WHAT TO DO: Show every line of the records below that contains the word "lake", copying each line in full.

TASK INPUT:
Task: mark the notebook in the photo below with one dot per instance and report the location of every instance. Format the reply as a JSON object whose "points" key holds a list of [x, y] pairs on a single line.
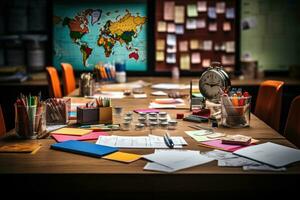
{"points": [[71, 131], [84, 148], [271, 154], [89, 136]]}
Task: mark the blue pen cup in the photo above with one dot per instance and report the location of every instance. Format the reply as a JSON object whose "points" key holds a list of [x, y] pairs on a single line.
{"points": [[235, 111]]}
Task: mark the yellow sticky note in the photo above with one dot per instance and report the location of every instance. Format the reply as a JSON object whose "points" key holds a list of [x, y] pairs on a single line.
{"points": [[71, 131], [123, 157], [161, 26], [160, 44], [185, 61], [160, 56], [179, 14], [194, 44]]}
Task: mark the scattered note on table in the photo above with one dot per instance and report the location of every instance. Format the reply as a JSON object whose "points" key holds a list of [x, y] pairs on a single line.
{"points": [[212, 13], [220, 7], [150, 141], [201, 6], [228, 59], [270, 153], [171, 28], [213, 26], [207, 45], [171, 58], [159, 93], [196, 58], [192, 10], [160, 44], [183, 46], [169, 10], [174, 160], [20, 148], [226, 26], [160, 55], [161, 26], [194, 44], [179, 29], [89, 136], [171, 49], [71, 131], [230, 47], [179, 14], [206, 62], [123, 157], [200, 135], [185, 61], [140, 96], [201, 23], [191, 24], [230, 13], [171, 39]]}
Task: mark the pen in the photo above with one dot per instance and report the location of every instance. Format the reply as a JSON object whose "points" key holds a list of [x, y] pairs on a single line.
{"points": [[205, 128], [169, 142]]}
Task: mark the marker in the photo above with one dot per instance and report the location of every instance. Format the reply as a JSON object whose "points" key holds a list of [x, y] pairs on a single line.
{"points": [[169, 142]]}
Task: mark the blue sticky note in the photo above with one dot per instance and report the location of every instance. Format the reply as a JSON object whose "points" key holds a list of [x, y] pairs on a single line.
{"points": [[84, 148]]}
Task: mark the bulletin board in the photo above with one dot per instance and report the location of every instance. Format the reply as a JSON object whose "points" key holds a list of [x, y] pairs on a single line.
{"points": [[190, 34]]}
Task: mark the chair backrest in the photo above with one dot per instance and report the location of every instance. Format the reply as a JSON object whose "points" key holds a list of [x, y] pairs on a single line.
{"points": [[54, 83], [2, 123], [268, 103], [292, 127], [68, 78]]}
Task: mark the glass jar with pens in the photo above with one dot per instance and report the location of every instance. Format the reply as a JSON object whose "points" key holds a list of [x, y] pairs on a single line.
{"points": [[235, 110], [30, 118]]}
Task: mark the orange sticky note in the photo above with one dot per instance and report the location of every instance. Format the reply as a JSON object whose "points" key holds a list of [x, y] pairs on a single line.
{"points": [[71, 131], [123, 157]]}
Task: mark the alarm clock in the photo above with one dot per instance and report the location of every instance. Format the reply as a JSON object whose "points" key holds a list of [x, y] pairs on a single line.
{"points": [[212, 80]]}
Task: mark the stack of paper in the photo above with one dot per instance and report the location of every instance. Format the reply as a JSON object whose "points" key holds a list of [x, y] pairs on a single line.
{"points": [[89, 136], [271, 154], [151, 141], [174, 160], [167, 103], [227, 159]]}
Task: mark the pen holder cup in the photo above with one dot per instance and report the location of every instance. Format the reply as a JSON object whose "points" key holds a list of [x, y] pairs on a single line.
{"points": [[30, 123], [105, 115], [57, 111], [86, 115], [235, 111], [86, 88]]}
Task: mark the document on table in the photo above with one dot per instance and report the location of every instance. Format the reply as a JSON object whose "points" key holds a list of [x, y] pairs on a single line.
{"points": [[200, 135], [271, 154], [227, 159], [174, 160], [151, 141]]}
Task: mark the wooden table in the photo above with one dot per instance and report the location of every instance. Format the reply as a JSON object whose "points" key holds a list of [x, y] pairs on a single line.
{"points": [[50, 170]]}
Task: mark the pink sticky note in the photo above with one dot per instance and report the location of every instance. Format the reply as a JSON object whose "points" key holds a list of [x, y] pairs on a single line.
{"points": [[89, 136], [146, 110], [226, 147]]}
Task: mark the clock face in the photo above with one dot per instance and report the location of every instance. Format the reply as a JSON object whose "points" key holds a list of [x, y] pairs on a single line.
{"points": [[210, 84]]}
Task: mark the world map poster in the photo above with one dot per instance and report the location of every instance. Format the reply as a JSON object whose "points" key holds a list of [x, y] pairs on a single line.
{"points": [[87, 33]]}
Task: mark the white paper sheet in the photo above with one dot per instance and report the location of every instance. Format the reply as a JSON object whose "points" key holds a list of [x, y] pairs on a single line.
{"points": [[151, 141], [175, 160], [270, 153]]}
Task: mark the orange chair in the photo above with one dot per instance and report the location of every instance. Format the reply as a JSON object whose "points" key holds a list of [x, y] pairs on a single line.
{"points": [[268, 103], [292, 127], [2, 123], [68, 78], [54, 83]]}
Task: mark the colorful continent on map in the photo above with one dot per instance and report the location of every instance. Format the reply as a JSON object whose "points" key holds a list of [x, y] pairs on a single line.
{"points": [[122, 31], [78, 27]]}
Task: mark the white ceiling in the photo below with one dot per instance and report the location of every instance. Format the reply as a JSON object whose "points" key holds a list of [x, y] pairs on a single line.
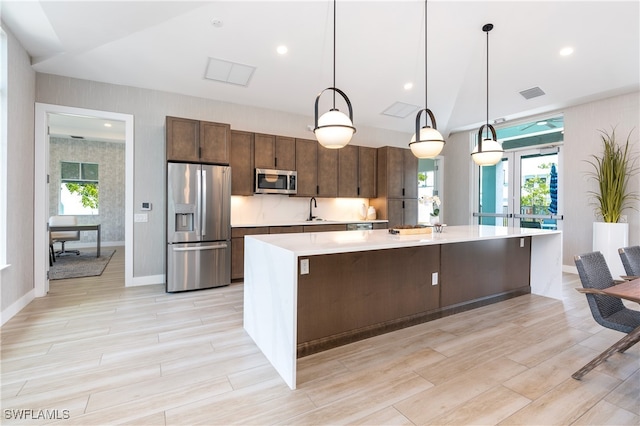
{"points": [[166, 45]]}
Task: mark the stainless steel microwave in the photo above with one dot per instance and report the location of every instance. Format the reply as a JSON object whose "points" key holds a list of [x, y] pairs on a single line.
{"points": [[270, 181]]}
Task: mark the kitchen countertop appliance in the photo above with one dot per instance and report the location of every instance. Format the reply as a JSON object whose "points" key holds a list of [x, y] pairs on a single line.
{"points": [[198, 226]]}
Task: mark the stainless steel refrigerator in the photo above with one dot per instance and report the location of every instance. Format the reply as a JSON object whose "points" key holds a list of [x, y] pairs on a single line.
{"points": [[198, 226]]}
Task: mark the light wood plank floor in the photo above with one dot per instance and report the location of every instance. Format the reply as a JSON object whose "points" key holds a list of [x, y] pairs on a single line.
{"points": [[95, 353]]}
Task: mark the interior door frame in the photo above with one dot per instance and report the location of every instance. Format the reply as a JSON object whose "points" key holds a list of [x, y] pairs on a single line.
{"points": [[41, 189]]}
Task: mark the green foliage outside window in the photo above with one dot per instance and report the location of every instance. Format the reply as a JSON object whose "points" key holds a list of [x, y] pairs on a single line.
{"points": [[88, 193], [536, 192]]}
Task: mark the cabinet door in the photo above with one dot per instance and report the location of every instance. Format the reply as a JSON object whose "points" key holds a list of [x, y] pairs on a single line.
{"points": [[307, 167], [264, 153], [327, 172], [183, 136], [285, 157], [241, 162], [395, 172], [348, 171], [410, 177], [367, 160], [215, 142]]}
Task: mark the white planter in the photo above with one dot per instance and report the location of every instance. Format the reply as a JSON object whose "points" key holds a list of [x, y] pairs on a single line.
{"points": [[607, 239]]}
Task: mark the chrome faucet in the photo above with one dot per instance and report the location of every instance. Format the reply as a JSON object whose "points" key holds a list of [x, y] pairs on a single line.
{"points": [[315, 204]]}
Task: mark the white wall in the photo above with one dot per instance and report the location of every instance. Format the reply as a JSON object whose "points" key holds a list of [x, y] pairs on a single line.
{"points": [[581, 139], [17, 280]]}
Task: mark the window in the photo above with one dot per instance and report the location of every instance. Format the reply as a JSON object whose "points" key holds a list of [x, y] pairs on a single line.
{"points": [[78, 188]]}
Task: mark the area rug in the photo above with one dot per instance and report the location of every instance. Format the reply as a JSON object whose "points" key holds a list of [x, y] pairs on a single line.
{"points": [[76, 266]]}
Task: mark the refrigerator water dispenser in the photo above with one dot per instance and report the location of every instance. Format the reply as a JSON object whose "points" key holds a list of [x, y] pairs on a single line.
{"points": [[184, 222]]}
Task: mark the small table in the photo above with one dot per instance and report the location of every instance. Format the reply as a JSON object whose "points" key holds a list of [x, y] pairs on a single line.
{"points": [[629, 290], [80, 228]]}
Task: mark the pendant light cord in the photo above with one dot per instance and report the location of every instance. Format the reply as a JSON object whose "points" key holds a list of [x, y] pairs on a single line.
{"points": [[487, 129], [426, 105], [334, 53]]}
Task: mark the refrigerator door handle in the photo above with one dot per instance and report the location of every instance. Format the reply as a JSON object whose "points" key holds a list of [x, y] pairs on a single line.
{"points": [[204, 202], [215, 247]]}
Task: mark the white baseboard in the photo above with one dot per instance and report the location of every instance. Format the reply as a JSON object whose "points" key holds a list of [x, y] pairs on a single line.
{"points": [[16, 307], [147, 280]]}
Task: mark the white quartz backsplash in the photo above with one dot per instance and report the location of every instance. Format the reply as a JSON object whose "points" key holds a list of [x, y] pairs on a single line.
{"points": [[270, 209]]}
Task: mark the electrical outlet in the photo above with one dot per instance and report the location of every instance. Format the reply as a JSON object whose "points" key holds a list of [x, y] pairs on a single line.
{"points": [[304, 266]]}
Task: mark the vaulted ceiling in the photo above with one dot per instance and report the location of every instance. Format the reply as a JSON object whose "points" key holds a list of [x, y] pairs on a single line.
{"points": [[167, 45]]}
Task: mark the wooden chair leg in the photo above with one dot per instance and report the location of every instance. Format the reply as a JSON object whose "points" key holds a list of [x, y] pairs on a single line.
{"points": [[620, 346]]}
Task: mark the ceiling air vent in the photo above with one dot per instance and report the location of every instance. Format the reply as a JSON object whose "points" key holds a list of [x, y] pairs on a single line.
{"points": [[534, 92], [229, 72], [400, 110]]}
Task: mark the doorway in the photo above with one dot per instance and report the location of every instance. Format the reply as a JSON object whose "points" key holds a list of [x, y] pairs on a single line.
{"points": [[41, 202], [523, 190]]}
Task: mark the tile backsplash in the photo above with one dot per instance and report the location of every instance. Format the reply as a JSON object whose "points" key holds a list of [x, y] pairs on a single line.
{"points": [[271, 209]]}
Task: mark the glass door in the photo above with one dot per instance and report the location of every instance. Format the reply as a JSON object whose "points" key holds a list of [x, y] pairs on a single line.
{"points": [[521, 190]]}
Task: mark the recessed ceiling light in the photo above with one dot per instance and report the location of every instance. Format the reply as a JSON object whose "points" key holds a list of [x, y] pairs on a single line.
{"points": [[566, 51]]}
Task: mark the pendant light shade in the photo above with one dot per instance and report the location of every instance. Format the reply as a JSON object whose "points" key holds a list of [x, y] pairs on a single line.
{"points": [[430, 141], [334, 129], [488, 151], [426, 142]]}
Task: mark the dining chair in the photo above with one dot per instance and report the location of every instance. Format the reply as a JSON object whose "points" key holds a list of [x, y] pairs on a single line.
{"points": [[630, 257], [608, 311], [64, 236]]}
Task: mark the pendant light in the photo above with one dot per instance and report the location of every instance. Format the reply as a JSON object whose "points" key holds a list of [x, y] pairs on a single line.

---

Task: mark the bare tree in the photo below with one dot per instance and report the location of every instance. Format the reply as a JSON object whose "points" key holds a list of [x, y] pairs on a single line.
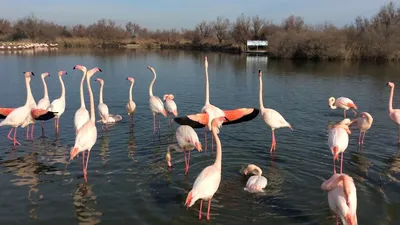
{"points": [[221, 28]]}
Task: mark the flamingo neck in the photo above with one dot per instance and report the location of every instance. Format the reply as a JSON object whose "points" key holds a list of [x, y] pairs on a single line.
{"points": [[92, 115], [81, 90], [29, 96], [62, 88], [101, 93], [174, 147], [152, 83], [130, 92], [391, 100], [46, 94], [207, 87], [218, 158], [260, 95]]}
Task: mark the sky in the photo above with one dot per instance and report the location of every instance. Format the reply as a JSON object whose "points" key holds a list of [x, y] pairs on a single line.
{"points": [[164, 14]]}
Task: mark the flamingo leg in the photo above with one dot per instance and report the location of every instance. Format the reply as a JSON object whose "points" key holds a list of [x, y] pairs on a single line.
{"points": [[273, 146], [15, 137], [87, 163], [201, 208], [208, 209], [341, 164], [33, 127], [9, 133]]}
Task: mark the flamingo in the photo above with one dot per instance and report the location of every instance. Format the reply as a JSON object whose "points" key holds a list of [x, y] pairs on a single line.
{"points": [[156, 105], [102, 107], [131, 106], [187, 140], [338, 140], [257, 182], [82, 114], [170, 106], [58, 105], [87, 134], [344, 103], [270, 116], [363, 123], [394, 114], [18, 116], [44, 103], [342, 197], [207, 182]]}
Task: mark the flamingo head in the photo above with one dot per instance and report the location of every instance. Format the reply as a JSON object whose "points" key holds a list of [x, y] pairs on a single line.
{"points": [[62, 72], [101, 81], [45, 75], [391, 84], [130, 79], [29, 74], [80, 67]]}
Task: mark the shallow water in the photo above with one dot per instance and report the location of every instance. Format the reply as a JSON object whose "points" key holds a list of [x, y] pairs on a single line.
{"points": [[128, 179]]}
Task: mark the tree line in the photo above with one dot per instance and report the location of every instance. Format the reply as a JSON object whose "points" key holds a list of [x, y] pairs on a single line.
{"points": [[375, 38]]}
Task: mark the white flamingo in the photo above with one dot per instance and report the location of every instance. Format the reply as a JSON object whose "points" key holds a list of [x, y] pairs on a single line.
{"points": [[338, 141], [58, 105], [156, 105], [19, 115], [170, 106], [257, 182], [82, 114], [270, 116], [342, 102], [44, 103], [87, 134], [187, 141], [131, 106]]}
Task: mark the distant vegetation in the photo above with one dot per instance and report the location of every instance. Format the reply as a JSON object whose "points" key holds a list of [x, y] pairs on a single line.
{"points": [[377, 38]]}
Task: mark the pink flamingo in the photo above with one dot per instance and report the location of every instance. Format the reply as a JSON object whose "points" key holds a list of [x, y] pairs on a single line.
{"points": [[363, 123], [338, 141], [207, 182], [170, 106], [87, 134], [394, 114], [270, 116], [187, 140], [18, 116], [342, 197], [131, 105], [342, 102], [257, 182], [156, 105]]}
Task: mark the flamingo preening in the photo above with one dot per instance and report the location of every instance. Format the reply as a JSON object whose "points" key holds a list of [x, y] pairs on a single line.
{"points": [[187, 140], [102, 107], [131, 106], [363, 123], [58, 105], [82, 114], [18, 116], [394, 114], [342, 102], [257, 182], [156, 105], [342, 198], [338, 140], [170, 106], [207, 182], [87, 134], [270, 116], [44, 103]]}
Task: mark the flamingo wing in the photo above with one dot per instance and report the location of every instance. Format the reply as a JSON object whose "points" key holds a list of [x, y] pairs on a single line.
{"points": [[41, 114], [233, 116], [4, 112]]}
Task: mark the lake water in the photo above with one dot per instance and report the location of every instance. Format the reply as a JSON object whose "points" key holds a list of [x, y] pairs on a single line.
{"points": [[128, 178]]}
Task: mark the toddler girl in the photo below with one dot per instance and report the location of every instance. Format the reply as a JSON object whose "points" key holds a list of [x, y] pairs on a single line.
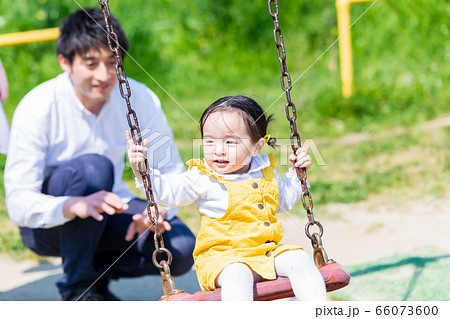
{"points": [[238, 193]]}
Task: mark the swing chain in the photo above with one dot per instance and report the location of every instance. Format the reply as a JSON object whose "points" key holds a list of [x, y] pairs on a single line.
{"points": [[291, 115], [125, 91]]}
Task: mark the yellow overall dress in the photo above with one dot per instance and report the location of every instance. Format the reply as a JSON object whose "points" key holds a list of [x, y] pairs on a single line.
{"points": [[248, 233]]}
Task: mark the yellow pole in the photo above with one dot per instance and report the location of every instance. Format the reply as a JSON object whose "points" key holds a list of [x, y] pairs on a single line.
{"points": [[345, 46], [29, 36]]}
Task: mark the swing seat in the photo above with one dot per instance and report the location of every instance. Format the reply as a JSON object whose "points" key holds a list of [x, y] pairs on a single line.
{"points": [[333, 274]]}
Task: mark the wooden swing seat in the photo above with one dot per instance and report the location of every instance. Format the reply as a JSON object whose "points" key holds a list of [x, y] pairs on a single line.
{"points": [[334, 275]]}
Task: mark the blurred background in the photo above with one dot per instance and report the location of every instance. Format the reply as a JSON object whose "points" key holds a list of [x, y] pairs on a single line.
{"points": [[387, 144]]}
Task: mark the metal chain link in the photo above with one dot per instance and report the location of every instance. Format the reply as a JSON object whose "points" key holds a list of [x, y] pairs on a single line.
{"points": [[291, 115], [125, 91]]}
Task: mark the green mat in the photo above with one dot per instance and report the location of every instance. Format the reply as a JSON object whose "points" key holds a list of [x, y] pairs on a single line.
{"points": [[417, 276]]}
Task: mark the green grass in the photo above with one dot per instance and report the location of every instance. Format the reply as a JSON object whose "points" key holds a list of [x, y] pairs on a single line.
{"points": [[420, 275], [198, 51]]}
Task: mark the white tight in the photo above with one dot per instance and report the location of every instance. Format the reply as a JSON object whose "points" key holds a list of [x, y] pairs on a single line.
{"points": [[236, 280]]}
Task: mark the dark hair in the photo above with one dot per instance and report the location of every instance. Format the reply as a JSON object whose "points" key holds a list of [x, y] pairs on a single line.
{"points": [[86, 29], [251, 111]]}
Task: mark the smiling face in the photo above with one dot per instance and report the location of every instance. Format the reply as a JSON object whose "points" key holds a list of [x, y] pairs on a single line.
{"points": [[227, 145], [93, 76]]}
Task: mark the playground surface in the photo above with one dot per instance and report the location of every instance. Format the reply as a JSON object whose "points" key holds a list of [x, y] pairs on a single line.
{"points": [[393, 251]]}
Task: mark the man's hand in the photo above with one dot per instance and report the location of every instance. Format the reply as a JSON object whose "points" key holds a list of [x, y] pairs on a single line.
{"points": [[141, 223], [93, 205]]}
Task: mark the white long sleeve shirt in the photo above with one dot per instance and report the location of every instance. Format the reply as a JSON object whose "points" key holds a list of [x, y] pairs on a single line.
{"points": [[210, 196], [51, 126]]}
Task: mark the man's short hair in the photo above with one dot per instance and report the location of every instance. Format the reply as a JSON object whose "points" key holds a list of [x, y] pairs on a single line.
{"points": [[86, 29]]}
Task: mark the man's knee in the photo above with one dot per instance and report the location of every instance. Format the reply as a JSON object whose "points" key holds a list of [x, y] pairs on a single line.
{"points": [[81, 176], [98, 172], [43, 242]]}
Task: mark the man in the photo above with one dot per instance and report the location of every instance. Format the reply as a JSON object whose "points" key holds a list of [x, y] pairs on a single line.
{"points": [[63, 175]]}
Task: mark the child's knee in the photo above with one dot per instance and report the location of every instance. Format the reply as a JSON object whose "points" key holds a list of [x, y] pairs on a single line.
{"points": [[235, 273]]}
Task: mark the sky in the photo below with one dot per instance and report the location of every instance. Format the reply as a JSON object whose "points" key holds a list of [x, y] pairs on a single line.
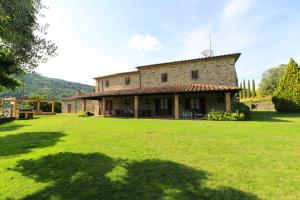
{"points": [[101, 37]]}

---

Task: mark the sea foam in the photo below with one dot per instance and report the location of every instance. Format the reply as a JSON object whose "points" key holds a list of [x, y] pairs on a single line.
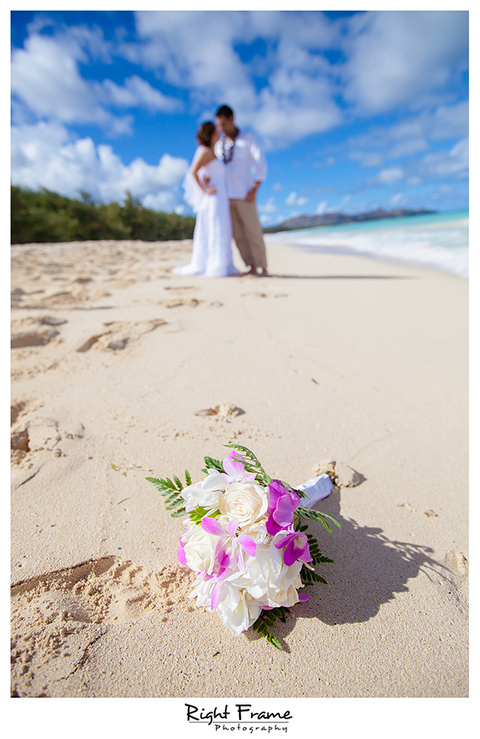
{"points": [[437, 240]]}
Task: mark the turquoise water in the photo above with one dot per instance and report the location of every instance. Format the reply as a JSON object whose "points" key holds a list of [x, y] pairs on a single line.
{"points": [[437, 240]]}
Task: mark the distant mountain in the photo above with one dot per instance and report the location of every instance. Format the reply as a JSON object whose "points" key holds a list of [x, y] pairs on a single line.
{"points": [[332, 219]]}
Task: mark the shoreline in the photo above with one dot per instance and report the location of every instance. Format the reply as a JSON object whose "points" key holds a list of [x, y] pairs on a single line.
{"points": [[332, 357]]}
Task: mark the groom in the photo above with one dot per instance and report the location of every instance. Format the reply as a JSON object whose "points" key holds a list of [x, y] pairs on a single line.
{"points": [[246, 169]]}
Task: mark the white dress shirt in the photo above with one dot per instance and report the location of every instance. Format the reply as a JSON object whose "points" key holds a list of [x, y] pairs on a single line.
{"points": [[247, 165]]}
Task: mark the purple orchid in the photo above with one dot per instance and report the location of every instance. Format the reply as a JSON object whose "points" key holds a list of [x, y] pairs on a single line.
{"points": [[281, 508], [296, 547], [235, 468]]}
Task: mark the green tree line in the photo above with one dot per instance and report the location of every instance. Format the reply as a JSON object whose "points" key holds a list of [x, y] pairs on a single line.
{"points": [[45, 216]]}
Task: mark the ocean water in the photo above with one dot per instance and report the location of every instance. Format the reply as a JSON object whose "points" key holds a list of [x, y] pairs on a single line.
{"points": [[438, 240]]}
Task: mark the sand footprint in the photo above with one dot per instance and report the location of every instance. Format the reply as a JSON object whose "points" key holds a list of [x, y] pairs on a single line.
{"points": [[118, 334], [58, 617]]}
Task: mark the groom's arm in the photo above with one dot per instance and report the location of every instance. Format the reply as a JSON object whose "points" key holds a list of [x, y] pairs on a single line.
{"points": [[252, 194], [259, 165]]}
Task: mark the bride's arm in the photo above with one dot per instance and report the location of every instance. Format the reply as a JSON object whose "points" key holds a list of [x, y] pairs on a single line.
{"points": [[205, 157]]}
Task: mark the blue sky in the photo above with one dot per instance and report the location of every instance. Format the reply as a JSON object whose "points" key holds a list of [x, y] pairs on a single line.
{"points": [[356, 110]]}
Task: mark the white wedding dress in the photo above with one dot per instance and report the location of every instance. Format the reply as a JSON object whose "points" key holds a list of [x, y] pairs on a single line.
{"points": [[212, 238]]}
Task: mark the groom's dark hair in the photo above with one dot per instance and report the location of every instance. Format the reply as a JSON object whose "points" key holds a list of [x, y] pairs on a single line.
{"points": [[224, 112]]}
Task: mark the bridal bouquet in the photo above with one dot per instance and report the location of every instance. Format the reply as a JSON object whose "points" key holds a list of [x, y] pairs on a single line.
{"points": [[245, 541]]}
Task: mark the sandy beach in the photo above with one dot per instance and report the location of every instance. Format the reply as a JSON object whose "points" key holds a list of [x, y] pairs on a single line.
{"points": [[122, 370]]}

TASK RESULT:
Task: mark the lake water in the photo above with one dot per instance and report the location of every instance. Format the reply as a JSON object whose "points" key holds a list of [x, y] pairs on a single line.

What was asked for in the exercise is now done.